## [Work to complete]
[a] For the sleep apnea passage, decide whether each statement agrees with it, answering yes or no and quoting the deciding words: (i) OSA affects 2-26% of the general population. (ii) CPAP compliance rates are high. (iii) CPAP therapy counts as successful when the AHI drops below 10.
[b] Duplicate the sleep apnea passage between "Various methods exist" and "rates are poor.", inclusive.

## [Text passage]
════════════════════

Obstructive sleep apnea (OSA) is the most prevalent sleep disordered breathing problem, affecting 2-26% of the general population, depending on gender, age, and definition of the used criteria 1 2. OSA is associated with significant morbidity, such as excessive daytime sleepiness, social unacceptable snoring, increased risk of cardiovascular disease and mortality and impaired quality of life3.
Various methods exist to treat OSA. The gold standard is continuous positive airway pressure (CPAP) therapy., which is regarded as successful if the AHI drops below 5, when CPAP is used. Unfortunately, it is a clinical reality that the use of CPAP is often cumbersome and that CPAP compliance rates are poor.

════════════════════

Saved data entries:

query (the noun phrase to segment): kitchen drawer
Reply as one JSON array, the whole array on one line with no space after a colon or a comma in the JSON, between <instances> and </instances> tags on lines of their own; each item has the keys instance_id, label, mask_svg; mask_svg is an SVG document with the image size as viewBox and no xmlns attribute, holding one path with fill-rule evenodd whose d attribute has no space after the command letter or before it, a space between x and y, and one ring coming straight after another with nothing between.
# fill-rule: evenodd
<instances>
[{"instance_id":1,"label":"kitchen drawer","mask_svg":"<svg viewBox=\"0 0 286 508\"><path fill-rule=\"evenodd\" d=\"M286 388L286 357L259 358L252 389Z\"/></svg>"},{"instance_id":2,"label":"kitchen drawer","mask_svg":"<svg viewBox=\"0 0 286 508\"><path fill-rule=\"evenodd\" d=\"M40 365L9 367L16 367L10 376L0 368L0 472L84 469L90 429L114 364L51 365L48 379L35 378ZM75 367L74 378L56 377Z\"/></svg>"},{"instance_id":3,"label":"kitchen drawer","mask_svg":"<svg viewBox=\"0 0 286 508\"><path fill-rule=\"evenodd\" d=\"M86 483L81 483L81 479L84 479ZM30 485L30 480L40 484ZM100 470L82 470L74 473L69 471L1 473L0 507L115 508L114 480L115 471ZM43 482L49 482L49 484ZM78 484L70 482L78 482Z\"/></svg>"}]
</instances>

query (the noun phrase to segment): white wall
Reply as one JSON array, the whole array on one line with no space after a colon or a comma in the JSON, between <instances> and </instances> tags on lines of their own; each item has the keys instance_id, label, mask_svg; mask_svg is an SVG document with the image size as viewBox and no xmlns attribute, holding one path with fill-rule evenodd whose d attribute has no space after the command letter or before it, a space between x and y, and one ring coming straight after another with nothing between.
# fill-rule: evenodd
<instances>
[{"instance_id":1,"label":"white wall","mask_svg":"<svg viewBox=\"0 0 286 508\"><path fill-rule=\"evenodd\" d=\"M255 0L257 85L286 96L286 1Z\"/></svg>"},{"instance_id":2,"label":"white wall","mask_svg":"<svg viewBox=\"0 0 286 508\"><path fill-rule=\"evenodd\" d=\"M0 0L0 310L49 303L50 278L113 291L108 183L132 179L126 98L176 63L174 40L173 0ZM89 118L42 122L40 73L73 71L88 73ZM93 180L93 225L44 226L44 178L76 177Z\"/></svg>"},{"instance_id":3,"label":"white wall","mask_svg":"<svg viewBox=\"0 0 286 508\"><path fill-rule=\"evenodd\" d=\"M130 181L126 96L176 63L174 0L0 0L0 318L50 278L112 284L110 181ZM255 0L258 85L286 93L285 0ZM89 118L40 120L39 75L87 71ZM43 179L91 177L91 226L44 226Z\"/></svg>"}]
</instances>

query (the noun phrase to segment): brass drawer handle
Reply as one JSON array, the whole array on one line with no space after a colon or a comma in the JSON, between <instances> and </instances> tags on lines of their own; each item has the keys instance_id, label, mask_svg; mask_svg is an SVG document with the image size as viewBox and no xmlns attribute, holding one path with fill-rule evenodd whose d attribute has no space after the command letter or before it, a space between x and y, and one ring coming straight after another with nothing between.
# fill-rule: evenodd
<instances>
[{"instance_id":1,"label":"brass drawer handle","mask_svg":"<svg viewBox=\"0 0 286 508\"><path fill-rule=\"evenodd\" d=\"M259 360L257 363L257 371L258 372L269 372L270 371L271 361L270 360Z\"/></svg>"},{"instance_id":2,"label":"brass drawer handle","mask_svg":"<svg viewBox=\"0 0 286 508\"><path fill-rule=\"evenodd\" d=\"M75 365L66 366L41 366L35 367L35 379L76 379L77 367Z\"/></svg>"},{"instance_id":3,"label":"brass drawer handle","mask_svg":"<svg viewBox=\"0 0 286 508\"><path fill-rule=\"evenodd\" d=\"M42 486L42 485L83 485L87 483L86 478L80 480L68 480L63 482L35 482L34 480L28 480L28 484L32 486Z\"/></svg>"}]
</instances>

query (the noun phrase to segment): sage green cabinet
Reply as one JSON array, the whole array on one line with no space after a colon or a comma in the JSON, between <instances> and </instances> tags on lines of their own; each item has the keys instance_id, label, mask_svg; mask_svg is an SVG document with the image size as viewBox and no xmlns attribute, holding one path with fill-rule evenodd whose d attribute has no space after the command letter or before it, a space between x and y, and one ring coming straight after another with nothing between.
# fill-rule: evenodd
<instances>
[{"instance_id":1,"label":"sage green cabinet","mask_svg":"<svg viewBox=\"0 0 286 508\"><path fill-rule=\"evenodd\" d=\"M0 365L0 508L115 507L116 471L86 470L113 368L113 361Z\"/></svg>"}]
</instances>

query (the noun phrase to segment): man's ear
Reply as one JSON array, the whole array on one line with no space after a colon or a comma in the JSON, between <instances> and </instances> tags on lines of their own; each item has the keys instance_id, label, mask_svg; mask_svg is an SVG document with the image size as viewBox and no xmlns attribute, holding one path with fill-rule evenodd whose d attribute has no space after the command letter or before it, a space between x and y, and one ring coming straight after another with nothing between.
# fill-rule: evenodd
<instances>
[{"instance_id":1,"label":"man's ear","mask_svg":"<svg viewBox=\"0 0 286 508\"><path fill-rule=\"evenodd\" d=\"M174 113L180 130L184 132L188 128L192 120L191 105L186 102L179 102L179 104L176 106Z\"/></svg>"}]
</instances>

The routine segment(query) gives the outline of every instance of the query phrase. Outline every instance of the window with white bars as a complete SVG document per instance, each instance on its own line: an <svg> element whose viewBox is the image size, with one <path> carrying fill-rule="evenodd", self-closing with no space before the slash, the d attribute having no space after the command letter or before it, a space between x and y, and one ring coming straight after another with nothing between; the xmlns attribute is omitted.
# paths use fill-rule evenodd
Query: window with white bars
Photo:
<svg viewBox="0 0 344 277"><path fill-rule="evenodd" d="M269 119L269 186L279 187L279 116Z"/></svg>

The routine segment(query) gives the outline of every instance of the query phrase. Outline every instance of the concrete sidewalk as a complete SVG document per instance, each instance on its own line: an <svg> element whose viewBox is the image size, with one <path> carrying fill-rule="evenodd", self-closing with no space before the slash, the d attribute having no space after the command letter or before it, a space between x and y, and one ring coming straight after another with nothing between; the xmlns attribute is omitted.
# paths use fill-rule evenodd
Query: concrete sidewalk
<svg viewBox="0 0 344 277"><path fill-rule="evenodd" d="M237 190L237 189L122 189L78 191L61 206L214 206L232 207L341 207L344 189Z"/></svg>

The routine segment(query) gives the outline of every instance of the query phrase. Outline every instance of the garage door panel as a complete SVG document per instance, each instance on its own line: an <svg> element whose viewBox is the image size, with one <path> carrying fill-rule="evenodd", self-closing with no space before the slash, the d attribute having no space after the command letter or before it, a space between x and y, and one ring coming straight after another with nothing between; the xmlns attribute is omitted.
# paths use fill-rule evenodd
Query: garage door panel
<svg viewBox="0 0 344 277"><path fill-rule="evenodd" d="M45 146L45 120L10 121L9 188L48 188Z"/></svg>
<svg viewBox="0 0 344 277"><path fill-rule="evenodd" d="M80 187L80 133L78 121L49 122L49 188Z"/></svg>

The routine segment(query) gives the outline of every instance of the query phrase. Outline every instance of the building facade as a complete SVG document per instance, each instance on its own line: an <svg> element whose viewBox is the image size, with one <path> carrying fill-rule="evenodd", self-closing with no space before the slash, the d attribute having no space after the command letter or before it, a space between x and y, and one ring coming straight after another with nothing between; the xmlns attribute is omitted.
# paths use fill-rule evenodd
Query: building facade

════════════════════

## [Per-task answers]
[a]
(i) Yes: "affecting 2-26% of the general population"
(ii) No: "CPAP compliance rates are poor"
(iii) No: "regarded as successful if the AHI drops below 5, when CPAP is used"

[b]
Various methods exist to treat OSA. The gold standard is continuous positive airway pressure (CPAP) therapy., which is regarded as successful if the AHI drops below 5, when CPAP is used. Unfortunately, it is a clinical reality that the use of CPAP is often cumbersome and that CPAP compliance rates are poor.